At the moment, an investigation has been initiated in the Brazilian prosecutor’s office against four federal police agents who initiated all this nonsense with the arrest of all Russians in the city. In total, somewhere around 8 people were under investigation, 4 of them I know including myself. I don’t know the rest, although I saw two of them. And we’re trying to initiate an investigation against the judge. That is, we started it, but the National Council of Justice of Brazil stopped it without explanation. But we have filed an appeal. Moreover, we found out that this judge sounds like a conspiracy theory, but it turned out that he was most likely an FBI agent. He was a former police officer, he wrote books about infiltration into political criminal structures. He studied at Washington College, which, as it turned out, trains FBI agents, current and retired employees of the CIA and the NSA work in this colledhe. Moreover, we found out that in 2013, during Lavrov’s visit to Rio de Janeiro, photographs were taken that hang on Wikipedia, and these photos, instead of metadata, you can find them on Wikipedia. The photograph of our delegation was taken on camera, the metadata says who the owner of the camera is, it says the name of our judge. He wasn’t a judge then. He is considered a judge, but he is not really a judge.
______________________________
Copy out the full passage about the Brazilian investigation and the judge, word for word.

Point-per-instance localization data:
______________________________
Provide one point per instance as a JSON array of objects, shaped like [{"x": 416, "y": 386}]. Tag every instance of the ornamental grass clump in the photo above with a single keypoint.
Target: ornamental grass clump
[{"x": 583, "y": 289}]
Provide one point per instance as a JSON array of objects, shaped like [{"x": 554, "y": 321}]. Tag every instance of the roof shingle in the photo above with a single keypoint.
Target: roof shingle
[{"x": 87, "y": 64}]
______________________________
→ Expected output
At the moment, an investigation has been initiated in the Brazilian prosecutor’s office against four federal police agents who initiated all this nonsense with the arrest of all Russians in the city. In total, somewhere around 8 people were under investigation, 4 of them I know including myself. I don’t know the rest, although I saw two of them. And we’re trying to initiate an investigation against the judge. That is, we started it, but the National Council of Justice of Brazil stopped it without explanation. But we have filed an appeal. Moreover, we found out that this judge sounds like a conspiracy theory, but it turned out that he was most likely an FBI agent. He was a former police officer, he wrote books about infiltration into political criminal structures. He studied at Washington College, which, as it turned out, trains FBI agents, current and retired employees of the CIA and the NSA work in this colledhe. Moreover, we found out that in 2013, during Lavrov’s visit to Rio de Janeiro, photographs were taken that hang on Wikipedia, and these photos, instead of metadata, you can find them on Wikipedia. The photograph of our delegation was taken on camera, the metadata says who the owner of the camera is, it says the name of our judge. He wasn’t a judge then. He is considered a judge, but he is not really a judge.